Exercise prompt: Write out the material below exactly, beginning at the line that contains "Each instance receives one keypoint. Mark the mossy" and ending with its last line, both ends included; write nothing else.
───
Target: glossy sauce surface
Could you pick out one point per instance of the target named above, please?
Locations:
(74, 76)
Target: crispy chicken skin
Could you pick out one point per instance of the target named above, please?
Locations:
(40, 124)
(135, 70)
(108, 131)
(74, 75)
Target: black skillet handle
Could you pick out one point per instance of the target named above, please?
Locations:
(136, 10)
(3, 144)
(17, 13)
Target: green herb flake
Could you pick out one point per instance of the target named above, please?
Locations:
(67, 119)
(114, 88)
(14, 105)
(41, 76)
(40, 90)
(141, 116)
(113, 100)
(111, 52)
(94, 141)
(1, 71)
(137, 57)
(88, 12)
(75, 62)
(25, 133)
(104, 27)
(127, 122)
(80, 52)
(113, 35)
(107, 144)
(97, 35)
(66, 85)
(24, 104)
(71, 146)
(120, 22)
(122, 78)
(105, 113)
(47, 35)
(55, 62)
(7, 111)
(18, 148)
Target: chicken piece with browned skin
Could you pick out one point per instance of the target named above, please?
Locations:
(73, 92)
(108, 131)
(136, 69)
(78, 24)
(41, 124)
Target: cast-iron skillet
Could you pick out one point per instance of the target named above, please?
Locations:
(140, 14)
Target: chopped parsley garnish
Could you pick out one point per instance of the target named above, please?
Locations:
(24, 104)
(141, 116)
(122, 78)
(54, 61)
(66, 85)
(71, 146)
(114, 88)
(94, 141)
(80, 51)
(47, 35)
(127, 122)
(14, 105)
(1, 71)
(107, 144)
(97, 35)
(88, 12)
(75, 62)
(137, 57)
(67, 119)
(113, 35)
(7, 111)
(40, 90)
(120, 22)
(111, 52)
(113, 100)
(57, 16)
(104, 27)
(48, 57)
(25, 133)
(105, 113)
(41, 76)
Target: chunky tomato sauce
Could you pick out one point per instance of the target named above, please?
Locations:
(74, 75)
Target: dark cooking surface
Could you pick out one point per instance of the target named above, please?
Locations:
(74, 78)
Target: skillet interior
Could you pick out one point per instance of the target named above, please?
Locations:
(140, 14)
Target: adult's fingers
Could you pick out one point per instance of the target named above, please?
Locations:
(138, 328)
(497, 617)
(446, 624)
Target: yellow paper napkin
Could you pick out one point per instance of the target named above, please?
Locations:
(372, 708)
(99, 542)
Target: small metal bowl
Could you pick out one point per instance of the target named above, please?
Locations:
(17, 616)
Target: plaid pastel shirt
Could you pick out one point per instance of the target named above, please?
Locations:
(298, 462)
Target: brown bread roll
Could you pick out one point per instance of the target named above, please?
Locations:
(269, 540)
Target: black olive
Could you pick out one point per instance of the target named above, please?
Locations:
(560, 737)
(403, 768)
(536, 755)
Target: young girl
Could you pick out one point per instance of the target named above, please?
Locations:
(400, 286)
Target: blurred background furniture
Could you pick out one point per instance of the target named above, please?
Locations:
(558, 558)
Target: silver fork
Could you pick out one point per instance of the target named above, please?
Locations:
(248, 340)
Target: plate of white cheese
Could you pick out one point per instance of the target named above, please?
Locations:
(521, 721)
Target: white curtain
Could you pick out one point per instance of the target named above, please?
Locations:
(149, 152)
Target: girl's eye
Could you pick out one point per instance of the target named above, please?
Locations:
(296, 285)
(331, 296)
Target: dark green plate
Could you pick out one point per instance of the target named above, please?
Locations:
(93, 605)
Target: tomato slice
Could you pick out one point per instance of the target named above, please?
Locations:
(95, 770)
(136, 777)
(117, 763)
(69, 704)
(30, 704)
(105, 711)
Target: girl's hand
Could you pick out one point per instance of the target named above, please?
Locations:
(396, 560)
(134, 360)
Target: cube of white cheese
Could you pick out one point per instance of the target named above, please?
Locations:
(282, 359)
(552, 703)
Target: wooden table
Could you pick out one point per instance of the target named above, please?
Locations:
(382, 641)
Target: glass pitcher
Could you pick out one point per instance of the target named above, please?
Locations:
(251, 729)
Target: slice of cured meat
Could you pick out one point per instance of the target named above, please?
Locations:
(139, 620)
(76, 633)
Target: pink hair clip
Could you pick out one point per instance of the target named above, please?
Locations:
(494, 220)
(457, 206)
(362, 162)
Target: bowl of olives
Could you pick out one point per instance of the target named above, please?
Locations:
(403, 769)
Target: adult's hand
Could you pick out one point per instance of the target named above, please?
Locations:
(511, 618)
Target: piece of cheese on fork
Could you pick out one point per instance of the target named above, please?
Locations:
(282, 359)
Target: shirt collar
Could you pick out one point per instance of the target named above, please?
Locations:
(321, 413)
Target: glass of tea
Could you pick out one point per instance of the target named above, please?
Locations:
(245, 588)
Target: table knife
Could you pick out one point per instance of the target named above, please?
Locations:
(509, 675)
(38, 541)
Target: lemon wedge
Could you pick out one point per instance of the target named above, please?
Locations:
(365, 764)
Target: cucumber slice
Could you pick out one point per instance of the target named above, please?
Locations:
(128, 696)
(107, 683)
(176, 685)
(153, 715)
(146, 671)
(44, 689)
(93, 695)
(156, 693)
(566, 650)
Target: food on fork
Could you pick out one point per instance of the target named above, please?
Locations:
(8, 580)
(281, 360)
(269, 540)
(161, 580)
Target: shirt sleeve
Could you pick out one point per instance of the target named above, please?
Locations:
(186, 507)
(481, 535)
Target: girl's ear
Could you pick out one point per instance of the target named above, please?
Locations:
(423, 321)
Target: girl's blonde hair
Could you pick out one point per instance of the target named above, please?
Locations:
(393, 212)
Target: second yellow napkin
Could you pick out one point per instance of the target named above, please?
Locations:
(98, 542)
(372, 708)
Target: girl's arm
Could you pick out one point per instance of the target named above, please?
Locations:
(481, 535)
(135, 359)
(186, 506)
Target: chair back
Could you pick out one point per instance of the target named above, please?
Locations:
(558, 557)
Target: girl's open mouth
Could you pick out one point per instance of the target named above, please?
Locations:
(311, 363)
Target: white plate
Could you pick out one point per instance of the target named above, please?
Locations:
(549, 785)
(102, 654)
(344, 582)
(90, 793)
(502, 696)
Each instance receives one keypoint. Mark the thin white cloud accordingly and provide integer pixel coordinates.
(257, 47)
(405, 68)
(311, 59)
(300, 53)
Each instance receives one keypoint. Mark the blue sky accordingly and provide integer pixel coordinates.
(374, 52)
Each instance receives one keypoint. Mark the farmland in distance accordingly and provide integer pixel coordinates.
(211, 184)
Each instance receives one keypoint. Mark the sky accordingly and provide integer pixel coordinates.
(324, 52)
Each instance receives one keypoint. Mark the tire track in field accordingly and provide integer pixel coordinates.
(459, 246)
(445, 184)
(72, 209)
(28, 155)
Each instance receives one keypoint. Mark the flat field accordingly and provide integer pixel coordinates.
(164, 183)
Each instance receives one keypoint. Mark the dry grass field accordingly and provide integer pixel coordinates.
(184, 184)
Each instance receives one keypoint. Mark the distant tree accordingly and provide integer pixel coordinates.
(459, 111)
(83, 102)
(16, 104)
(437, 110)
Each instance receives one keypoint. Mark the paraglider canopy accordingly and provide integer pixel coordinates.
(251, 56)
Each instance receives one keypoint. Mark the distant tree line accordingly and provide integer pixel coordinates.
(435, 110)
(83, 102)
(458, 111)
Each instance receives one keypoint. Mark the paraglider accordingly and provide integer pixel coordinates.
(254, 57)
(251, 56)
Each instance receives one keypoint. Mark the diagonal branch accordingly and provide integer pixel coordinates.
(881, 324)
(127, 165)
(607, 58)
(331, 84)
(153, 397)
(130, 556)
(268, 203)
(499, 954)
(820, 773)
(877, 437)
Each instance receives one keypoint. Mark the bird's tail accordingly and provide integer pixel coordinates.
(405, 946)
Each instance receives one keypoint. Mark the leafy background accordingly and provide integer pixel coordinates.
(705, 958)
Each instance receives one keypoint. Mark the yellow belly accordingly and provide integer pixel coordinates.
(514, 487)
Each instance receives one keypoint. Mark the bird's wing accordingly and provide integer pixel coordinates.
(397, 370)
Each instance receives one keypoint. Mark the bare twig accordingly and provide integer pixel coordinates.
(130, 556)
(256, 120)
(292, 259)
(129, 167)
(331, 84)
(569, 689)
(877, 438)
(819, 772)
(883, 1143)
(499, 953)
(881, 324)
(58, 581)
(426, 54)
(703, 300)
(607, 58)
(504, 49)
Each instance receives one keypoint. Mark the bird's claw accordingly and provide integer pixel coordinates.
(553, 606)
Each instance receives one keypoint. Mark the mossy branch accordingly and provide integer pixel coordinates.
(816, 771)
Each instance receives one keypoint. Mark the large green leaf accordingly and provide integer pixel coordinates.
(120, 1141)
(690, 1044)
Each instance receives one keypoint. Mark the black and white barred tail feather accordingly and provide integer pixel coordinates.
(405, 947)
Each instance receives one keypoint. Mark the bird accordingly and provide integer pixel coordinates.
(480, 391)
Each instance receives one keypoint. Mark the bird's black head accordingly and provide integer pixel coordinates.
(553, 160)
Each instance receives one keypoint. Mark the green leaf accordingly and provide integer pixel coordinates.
───
Full response:
Each instance receives one keypoint. Mark the mossy branch accordingly and provide integer pixel coordinates.
(816, 771)
Each instance receives one keypoint. Mark the large green leaf accordingly and provide integer pixel coordinates.
(120, 1141)
(690, 1044)
Each instance receives one keypoint. Mark the black and white barred tail feather accordingly and provide integer pixel coordinates.
(405, 947)
Each instance receives one keypoint. Mark the bird accordingly and provide integer pixel coordinates.
(480, 391)
Each instance receives one keypoint. Mark the bird's black head accordingly and provide integer pixel coordinates.
(553, 160)
Each instance receives one keypoint. Mark the green leaf accordingly and provide integer pixel coordinates.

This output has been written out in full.